-- START Data for this task --
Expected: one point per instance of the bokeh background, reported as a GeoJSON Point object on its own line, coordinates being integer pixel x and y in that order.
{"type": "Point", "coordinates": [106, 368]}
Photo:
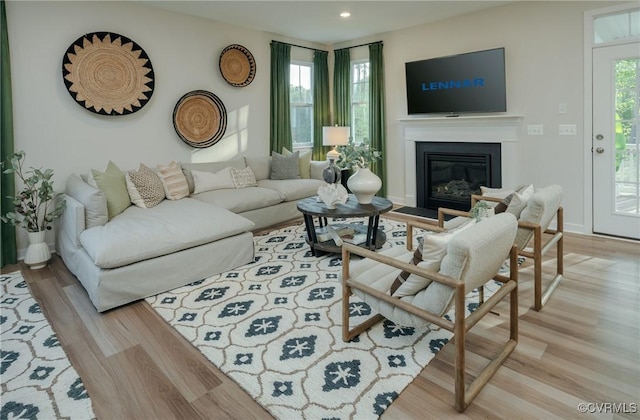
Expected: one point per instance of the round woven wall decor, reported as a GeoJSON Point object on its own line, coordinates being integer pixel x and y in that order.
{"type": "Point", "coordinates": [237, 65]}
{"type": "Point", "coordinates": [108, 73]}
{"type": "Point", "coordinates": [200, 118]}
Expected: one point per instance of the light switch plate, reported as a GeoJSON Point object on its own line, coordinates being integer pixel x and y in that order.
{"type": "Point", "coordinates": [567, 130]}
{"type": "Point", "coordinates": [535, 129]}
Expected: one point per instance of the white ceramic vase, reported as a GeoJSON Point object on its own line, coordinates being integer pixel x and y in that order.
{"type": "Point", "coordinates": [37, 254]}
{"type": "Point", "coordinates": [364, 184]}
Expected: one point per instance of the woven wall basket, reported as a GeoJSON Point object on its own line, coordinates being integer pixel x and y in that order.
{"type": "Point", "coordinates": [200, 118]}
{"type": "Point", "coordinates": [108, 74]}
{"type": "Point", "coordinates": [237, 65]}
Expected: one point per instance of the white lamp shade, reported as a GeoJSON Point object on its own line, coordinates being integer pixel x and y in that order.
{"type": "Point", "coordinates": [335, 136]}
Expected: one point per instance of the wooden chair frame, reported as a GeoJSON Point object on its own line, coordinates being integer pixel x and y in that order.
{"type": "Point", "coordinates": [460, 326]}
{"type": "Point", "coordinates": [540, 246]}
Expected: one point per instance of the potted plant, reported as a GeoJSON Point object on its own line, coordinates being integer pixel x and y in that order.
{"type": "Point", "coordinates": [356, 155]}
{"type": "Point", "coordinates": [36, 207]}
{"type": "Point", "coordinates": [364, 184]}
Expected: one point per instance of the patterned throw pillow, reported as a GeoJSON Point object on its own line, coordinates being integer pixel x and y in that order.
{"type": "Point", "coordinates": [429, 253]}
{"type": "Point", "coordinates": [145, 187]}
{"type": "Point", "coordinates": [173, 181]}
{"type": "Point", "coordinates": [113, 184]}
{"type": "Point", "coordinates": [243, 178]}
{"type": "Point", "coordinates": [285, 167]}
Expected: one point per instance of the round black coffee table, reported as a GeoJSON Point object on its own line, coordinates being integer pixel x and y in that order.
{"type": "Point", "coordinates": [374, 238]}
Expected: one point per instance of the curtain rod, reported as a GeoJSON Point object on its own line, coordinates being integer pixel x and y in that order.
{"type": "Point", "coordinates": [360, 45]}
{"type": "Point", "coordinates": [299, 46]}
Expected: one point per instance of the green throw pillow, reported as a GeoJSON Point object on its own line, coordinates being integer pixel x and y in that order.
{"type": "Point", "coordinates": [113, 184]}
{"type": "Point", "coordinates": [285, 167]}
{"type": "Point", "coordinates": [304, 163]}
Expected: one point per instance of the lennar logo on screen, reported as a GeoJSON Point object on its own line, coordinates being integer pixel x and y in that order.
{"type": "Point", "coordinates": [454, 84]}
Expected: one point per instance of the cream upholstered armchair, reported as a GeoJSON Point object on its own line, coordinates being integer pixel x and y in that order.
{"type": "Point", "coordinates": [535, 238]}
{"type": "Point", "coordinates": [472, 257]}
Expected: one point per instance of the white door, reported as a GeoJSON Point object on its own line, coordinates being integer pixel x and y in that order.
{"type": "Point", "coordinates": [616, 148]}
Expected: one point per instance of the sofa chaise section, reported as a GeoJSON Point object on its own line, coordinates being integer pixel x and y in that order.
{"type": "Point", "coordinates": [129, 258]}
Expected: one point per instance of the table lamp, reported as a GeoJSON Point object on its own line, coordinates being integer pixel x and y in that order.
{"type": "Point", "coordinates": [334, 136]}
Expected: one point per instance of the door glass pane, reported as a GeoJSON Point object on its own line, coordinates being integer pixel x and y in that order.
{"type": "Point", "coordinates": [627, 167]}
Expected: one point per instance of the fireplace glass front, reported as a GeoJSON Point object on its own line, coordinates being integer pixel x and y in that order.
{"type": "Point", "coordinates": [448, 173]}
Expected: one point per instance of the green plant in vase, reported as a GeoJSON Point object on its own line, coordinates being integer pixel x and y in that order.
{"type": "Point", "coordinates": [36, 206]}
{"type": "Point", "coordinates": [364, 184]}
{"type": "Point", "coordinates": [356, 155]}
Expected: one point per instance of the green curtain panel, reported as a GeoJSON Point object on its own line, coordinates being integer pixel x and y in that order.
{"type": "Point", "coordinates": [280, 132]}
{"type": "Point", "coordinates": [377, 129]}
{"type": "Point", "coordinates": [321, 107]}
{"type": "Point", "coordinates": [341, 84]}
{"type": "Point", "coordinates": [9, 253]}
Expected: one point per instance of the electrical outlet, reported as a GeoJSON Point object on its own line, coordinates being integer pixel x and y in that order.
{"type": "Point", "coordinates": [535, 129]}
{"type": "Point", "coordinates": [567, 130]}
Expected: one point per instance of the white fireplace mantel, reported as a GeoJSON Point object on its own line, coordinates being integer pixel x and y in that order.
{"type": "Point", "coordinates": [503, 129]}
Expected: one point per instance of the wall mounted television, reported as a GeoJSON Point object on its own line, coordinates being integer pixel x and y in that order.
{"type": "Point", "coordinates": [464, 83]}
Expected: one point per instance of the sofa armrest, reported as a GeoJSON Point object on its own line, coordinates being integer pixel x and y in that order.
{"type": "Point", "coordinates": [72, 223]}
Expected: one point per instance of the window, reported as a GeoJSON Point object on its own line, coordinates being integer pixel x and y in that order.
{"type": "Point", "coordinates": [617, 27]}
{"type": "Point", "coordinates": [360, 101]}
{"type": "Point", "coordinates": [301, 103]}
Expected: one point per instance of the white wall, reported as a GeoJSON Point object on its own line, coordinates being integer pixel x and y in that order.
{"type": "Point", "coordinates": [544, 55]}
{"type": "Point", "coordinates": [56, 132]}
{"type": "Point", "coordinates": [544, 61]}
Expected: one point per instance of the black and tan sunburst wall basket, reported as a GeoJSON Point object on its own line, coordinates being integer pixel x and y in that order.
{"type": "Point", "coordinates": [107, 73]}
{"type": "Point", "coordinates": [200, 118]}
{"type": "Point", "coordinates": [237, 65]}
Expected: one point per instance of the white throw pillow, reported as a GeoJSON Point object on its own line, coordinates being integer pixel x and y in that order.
-- END Data for this task --
*Task brief*.
Set the pictures aside and transcribe the data above exactly.

*Task result*.
Expected: one point per instance of the bokeh background, reported as a GeoJSON Point object on its own line, coordinates being integer pixel x and y in that order.
{"type": "Point", "coordinates": [106, 368]}
Photo:
Expected: one point per instance of the round woven wall decor, reported as a GeoJSON Point object on its own line, coordinates being integer pixel x and y in that order.
{"type": "Point", "coordinates": [237, 65]}
{"type": "Point", "coordinates": [108, 73]}
{"type": "Point", "coordinates": [200, 118]}
Expected: one point per instance of the light switch plate, reported as a GeoJSON Point object on its own line, coordinates being integer pixel x and y in that order.
{"type": "Point", "coordinates": [567, 130]}
{"type": "Point", "coordinates": [535, 129]}
Expected: one point per instance of the white ceramic vase, reported as a GeoJSON Point object on its own line, coordinates being integer pixel x and y in that order.
{"type": "Point", "coordinates": [37, 254]}
{"type": "Point", "coordinates": [364, 184]}
Expected: one point per instance of the woven wall basket, reported as a GeoJSON Point object on its own line, coordinates being integer pixel x and y in that order.
{"type": "Point", "coordinates": [200, 118]}
{"type": "Point", "coordinates": [108, 74]}
{"type": "Point", "coordinates": [237, 65]}
Expected: one point per instance of the white lamp shade, reported as a GeoJSON Point object on its own line, coordinates being integer pixel x and y in that order.
{"type": "Point", "coordinates": [335, 136]}
Expected: one point per instance of the wooden chair frame, reported as a GeoJSON Point object on its own line, coordinates being integer pixel x and y in that order.
{"type": "Point", "coordinates": [460, 326]}
{"type": "Point", "coordinates": [540, 246]}
Expected: one point per instance of the potted plant, reported as a GeoJSON Point object on its own line, coordinates being integer pixel x and y in that order.
{"type": "Point", "coordinates": [356, 155]}
{"type": "Point", "coordinates": [36, 207]}
{"type": "Point", "coordinates": [364, 184]}
Expected: one point per instance of the patterned throw pillow, reported as a GeoJSON Point object on its own line, coordinates being integer pixel x and y in that order.
{"type": "Point", "coordinates": [429, 253]}
{"type": "Point", "coordinates": [145, 187]}
{"type": "Point", "coordinates": [173, 181]}
{"type": "Point", "coordinates": [113, 184]}
{"type": "Point", "coordinates": [243, 178]}
{"type": "Point", "coordinates": [285, 167]}
Expected: one point per instance of the round black coffee table, reported as a GeoJSON Point object on its own line, coordinates being integer pixel x and y in that order.
{"type": "Point", "coordinates": [374, 238]}
Expected: one point per instance of the curtain rod, reported as a GeoJSON Point object on its own line, coordinates being integer pixel x and y in that order.
{"type": "Point", "coordinates": [360, 45]}
{"type": "Point", "coordinates": [299, 46]}
Expected: one point per instance of the green throw pillow, reported as a GeoJSON Point object on its own line, coordinates being integer pixel x and y in that order.
{"type": "Point", "coordinates": [113, 184]}
{"type": "Point", "coordinates": [285, 167]}
{"type": "Point", "coordinates": [304, 163]}
Expected: one point per instance of the lennar logo on screen, reported as a GeoJSON Point object on its own line, coordinates being integer pixel x and y in that order.
{"type": "Point", "coordinates": [454, 84]}
Expected: one point per instance of the cream upholstered armchair, reported as a GeoJSON Point object on its own line, coordinates being integer pixel x and y in that order.
{"type": "Point", "coordinates": [535, 238]}
{"type": "Point", "coordinates": [472, 257]}
Expected: one point per instance of the white door, reported as a GeoJSON Point object on its own line, coordinates being integer pixel x and y in that order.
{"type": "Point", "coordinates": [616, 148]}
Expected: one point per instance of the sofa chaise section, reported as a GeoJSON Point object on its own line, coordinates being integer pixel x and y in that order.
{"type": "Point", "coordinates": [129, 258]}
Expected: one point per instance of the table lamp, reported as a GeoJSON Point object on its own line, coordinates being integer pixel x and y in that order.
{"type": "Point", "coordinates": [334, 136]}
Expected: one point per instance of the door glass pane, reported as a GeoJSON Point object on its own line, coordinates being integer pixel x and y in that order.
{"type": "Point", "coordinates": [627, 167]}
Expected: one point per instance of the fireplace glass front, reported as a GeoJSON Point object on its own line, coordinates being integer pixel x and y in that order.
{"type": "Point", "coordinates": [448, 173]}
Expected: one point per instance of the green plant in vase, reported as a GeoJSON Point object on its own line, coordinates being integer pixel x and y in that order.
{"type": "Point", "coordinates": [36, 206]}
{"type": "Point", "coordinates": [364, 184]}
{"type": "Point", "coordinates": [356, 155]}
Expected: one point per instance of the green curtain panel, reported as a GeoJSON Point object on its own line, coordinates being integer pixel x and y in that order.
{"type": "Point", "coordinates": [280, 132]}
{"type": "Point", "coordinates": [377, 129]}
{"type": "Point", "coordinates": [321, 107]}
{"type": "Point", "coordinates": [341, 84]}
{"type": "Point", "coordinates": [9, 253]}
Expected: one point per instance of the electrical outlet, reported as a GeoJSON Point object on its own line, coordinates being integer pixel x and y in that order.
{"type": "Point", "coordinates": [535, 129]}
{"type": "Point", "coordinates": [567, 130]}
Expected: one point per instance of the white fireplace mantel, reported as a GeoJSON Point object on its own line, coordinates being integer pixel x and y in that order.
{"type": "Point", "coordinates": [503, 129]}
Expected: one point per instance of the wall mounted television, reported as a GeoJSON Point object on its own line, coordinates being integer pixel x and y in that order.
{"type": "Point", "coordinates": [464, 83]}
Expected: one point per instance of the sofa armrest, reported as a GeoJSON Point object on its own line, coordinates being integer pixel x and y in that order.
{"type": "Point", "coordinates": [72, 223]}
Expected: one point per instance of the window, reported as a GeoJSON Point object on its own line, coordinates being integer pixel x and y in that order.
{"type": "Point", "coordinates": [617, 27]}
{"type": "Point", "coordinates": [360, 101]}
{"type": "Point", "coordinates": [301, 103]}
Expected: one point per instance of the white wall, reported as a GeoJSON Point object on its own line, coordinates being integer pixel x and y in that order.
{"type": "Point", "coordinates": [544, 55]}
{"type": "Point", "coordinates": [56, 132]}
{"type": "Point", "coordinates": [544, 61]}
Expected: one point per instance of the black and tan sunburst wall basket, reported as a GeoJSON Point object on its own line, coordinates being integer pixel x and y in that order.
{"type": "Point", "coordinates": [107, 73]}
{"type": "Point", "coordinates": [200, 118]}
{"type": "Point", "coordinates": [237, 65]}
Expected: one point per instance of the white throw pillow, reported as a GeoJSON Point object on its own line, coordinates being integer pixel x and y in that order.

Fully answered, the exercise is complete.